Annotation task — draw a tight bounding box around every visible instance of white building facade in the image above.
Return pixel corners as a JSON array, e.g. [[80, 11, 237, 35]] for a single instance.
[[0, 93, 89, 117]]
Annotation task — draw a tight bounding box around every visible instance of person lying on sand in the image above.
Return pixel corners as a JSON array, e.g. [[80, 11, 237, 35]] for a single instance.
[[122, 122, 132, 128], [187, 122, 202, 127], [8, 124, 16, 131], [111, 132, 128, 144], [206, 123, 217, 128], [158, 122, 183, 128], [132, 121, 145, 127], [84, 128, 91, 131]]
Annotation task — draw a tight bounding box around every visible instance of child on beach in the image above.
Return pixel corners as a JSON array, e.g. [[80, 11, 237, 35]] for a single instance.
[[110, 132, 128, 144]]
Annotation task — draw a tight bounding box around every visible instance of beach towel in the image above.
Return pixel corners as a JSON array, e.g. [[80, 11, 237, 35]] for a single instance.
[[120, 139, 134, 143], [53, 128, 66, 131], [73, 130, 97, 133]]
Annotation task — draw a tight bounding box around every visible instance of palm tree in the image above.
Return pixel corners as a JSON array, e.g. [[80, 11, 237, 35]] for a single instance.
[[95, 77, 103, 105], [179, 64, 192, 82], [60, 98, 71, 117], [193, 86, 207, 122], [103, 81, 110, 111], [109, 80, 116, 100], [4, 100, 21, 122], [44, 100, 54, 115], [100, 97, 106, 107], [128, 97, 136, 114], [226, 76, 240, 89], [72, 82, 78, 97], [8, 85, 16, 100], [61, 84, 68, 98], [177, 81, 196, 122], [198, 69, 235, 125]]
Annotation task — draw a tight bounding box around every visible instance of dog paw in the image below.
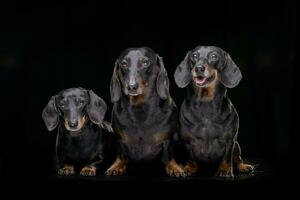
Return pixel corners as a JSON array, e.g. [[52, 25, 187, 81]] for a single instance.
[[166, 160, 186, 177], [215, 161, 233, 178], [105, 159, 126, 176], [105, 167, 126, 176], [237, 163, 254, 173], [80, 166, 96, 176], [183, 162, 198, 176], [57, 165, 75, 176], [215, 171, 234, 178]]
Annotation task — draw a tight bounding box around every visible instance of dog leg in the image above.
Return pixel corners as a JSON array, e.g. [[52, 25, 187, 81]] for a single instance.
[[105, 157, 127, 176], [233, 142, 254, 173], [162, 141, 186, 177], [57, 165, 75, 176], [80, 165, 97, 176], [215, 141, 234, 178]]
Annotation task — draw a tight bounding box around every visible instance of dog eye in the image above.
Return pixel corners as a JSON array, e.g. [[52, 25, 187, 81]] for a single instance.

--

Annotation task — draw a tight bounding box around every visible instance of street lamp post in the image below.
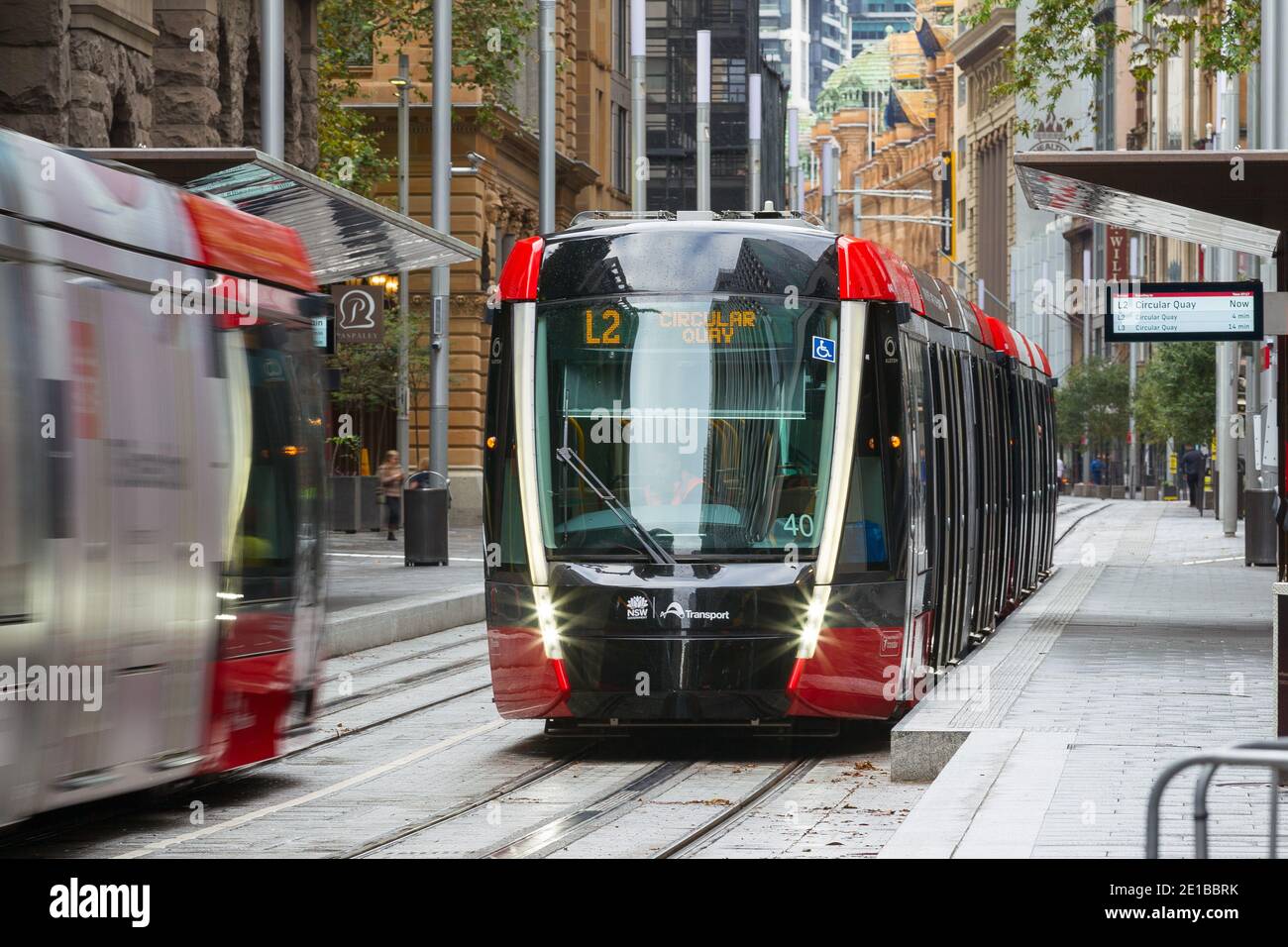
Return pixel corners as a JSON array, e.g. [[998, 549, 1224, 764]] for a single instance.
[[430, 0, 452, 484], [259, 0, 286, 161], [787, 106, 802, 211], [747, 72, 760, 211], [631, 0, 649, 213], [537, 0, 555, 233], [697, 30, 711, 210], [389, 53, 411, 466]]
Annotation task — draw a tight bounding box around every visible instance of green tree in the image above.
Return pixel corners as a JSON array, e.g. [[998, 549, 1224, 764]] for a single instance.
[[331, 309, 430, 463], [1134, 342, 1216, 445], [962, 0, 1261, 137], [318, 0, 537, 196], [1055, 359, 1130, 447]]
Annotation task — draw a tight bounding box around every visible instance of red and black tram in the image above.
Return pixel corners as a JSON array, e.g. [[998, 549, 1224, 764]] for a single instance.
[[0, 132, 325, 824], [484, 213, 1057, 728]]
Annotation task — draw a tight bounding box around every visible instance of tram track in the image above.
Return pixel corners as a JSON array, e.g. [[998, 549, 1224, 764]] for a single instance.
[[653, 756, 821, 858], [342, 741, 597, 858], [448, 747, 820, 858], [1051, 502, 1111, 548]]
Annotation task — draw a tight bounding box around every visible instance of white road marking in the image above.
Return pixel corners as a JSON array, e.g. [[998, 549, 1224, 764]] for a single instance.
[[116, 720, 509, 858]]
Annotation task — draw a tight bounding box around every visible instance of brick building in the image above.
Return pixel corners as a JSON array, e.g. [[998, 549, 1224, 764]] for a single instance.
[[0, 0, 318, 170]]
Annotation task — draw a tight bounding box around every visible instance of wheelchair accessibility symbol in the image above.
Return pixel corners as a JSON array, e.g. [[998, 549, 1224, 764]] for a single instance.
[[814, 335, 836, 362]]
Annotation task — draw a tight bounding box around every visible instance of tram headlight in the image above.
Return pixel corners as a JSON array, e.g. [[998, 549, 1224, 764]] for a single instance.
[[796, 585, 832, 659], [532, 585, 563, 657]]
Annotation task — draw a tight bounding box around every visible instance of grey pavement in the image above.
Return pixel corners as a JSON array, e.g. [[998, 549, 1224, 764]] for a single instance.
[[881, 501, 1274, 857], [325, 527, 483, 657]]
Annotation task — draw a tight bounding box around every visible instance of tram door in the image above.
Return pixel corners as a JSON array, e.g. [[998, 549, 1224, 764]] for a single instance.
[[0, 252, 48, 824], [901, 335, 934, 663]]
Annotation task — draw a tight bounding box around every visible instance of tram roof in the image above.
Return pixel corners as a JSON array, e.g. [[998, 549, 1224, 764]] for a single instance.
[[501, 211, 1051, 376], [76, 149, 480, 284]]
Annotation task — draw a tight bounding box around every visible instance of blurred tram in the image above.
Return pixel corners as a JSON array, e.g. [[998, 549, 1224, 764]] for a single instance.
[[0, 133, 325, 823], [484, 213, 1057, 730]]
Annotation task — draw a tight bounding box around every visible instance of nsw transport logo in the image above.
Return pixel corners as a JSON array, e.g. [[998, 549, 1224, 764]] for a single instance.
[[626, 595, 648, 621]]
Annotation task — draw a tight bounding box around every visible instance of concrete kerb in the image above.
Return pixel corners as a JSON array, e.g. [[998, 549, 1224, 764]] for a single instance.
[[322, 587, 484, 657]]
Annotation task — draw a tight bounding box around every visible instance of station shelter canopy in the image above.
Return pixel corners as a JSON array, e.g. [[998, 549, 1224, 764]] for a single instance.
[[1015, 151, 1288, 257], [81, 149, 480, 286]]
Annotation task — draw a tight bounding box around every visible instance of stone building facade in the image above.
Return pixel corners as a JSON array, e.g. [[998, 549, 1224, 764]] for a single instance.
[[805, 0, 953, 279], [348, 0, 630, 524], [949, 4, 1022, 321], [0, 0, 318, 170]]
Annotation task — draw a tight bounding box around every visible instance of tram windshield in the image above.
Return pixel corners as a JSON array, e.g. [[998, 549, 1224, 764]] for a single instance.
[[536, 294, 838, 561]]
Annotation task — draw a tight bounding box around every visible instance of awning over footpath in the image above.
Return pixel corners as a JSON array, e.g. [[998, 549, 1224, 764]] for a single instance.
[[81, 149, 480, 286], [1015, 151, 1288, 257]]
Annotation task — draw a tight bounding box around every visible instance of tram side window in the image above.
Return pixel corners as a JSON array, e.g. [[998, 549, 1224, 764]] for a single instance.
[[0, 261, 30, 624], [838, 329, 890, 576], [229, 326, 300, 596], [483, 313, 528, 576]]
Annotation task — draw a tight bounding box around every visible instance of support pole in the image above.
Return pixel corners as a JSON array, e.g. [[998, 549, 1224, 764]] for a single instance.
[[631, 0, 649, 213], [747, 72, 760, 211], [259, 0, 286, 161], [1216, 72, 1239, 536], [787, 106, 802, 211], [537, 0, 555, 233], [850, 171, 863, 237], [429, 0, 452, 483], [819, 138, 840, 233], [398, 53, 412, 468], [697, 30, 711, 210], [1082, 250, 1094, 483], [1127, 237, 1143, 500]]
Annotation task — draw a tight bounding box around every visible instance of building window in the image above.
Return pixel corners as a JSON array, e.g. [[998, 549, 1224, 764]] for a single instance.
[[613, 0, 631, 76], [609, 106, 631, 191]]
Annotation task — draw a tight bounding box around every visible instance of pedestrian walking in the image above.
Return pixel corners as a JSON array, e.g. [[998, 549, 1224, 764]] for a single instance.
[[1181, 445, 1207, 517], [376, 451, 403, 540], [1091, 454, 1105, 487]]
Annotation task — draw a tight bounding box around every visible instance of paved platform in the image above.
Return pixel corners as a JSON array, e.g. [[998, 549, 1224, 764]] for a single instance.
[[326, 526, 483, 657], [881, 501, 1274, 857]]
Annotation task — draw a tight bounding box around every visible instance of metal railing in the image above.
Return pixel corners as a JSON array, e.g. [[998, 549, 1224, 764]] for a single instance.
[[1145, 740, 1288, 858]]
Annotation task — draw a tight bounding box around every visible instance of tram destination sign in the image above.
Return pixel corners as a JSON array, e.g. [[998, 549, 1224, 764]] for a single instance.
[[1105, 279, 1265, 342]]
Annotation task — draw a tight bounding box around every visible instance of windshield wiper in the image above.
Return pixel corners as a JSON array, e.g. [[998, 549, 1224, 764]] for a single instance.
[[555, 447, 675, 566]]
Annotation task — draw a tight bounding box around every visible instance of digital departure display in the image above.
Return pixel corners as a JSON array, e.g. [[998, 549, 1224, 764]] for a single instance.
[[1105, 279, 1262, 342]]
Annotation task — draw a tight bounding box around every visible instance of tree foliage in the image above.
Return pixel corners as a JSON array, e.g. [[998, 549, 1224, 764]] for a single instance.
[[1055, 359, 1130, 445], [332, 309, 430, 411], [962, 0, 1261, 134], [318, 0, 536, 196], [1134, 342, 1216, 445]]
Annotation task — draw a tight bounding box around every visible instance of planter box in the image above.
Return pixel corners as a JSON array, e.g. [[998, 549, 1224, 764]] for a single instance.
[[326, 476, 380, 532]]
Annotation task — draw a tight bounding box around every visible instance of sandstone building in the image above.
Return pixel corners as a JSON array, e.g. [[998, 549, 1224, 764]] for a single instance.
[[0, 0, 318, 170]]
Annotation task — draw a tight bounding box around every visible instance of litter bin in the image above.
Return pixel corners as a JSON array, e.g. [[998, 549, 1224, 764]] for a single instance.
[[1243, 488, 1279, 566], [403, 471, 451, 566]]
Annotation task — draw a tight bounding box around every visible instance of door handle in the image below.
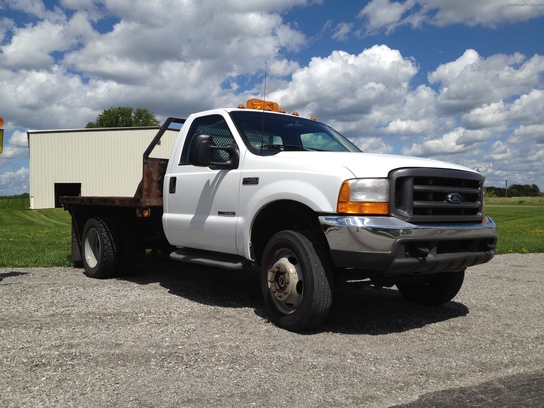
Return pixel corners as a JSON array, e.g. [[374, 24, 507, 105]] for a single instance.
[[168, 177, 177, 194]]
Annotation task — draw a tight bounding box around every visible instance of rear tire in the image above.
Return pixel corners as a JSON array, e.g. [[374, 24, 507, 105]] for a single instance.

_Aim_: Please give the part of the listing that starts with the line containing "beach in the image above." and goes through the line containing "[[110, 132, 128, 144]]", substituting "kid on beach" for "child on beach" and changing nothing else.

_Answer to this exercise_:
Annotation task — draw a tight bounding box around every visible instance of kid on beach in the image above.
Return pixel corners as a JSON array, e.g. [[80, 11, 237, 35]] for a single instance.
[[110, 132, 128, 144]]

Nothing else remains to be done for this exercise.